How to complete this task: Return each line of the data below that contains the string "antenna".

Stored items
^^^^^^^^^^^^^^^^

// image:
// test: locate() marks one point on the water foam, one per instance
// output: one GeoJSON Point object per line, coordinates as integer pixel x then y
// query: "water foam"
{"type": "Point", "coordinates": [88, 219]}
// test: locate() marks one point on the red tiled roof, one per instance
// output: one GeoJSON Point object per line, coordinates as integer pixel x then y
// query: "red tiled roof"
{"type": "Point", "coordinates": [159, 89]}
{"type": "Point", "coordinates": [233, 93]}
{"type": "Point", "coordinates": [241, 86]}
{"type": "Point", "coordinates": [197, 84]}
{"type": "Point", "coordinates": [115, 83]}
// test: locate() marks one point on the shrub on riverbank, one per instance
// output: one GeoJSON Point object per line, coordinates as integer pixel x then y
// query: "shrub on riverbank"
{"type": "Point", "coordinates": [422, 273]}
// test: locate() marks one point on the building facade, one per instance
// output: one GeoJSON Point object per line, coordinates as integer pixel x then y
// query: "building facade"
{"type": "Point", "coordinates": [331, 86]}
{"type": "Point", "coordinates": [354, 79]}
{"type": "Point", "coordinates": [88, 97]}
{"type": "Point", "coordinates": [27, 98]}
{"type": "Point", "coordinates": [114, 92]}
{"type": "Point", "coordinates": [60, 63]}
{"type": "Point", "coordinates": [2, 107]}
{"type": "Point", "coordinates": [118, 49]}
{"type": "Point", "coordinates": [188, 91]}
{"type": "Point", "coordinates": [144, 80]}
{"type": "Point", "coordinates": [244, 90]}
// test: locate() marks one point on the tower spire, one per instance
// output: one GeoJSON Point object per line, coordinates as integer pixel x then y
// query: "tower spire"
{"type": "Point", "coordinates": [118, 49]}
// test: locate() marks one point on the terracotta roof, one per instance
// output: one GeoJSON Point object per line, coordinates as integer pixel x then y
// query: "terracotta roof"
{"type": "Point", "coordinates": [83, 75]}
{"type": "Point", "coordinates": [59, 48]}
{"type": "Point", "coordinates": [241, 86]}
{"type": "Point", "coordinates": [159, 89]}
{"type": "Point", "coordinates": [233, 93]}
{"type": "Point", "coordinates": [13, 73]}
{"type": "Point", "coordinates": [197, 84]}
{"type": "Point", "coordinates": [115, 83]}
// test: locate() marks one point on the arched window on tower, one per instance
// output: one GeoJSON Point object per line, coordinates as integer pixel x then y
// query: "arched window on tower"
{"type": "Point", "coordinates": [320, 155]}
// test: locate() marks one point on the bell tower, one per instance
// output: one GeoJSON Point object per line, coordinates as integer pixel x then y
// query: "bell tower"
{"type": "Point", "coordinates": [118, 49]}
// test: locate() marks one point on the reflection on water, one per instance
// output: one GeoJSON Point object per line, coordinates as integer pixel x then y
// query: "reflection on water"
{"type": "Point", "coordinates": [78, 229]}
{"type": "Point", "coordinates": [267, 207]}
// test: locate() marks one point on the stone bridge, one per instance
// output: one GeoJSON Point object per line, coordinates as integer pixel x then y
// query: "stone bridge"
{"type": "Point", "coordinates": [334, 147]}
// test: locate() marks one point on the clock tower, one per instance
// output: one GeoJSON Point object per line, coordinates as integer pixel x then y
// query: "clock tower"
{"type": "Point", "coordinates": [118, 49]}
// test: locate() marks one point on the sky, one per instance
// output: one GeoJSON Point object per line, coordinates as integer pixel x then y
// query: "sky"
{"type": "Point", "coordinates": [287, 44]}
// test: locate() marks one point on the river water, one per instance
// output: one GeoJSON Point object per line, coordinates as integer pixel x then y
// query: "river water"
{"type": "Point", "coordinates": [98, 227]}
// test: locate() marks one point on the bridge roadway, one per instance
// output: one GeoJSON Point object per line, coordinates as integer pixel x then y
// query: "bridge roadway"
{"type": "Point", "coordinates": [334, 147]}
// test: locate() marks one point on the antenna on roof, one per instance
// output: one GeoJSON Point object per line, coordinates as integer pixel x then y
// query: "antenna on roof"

^^^^^^^^^^^^^^^^

Written answer:
// test: locate() marks one point on the antenna on roof, one per instance
// query: "antenna on roof"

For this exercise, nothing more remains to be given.